[A block of data]
>>

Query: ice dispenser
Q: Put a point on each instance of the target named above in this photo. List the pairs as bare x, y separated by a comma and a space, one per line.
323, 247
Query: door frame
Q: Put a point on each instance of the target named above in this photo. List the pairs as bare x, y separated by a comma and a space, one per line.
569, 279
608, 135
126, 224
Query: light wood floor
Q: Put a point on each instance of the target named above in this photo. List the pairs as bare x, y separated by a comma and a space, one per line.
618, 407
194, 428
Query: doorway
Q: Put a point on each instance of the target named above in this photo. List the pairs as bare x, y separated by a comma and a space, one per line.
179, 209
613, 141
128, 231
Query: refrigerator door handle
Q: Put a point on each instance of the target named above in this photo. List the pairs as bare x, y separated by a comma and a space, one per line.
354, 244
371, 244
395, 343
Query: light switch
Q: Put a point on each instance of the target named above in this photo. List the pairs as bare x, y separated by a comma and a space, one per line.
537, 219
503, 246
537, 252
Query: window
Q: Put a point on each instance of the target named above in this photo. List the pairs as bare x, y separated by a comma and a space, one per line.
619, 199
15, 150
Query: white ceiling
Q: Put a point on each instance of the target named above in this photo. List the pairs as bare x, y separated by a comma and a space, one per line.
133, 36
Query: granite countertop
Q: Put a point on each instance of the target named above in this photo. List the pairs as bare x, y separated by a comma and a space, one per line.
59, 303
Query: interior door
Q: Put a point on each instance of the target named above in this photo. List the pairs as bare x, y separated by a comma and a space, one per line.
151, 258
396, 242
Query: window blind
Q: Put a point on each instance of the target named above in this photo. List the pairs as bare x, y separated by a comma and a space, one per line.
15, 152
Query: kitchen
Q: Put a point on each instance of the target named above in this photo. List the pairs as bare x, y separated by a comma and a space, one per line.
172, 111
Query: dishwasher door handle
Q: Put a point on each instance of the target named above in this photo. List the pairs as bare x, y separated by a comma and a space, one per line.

<<

**To do**
Output the entries verbatim.

**Result for this exercise**
Query: ice dispenser
Q: Put a point on each instance of the target named above in this photo. List the pairs as bare x, y separated by a comma and a space, one per line.
323, 247
Query: door frame
Q: Put a point on each instance of the target named above in this photo. List the pairs as bare x, y separated by a comma and a space, one per line.
569, 279
608, 135
126, 224
Query: light wood floor
Q: Put a point on each instance of the target named above in this photo. List the pairs as bare x, y separated by a comma and a space, one per line.
618, 407
194, 428
Query: doorway
Q: Put a point on each instance of the target named above in this photo. List the pairs as bare x, y separated by a comma and a space, one per line.
179, 209
613, 141
128, 231
Query: refrigerator door handle
Q: Put a point on each instance of the target named above in this photo. List the pairs as bare x, y separated by a comma and a space, one per line.
354, 244
371, 244
395, 343
Query: light switch
Q: Put a point on each instance of the target named above in this photo. List the pairs as bare x, y separated by a comma and a space, one per line.
537, 219
503, 246
537, 252
Query: window
Q: Put a point on each instance of the target named above in this photo. List the pairs as bare x, y separated by a comma and a space, one per line.
619, 199
15, 150
Query: white ceiling
Q: Put a point on each instance of the target named above in this photo. List the pairs as bare x, y separated by a comma and a space, one per line.
133, 36
Query: granite countertop
Q: Put a point on each instance of the target named above in this photo. List the pairs as bare x, y separated by a comma and a space, one per line.
59, 303
Query: interior door
Q: Put a point on each instance of the target named above in this photo. List the pairs as bare x, y separated by a comma and a space, one per line.
151, 258
396, 242
Query: window blind
Q: Put a point on each instance of the target named above in this photo. List the pairs as bare x, y separated by a comma and a space, one per line.
15, 152
Query: kitchen
Q: Put a point on each instance of the target named above in this photo. List the pairs as bare x, y separated by a comma and a space, one per line.
172, 111
Query: dishwasher door handle
Q: Put a point on each instance of the target named above in this photo. List the pairs as bare x, y separated by a comma and a space, one per line.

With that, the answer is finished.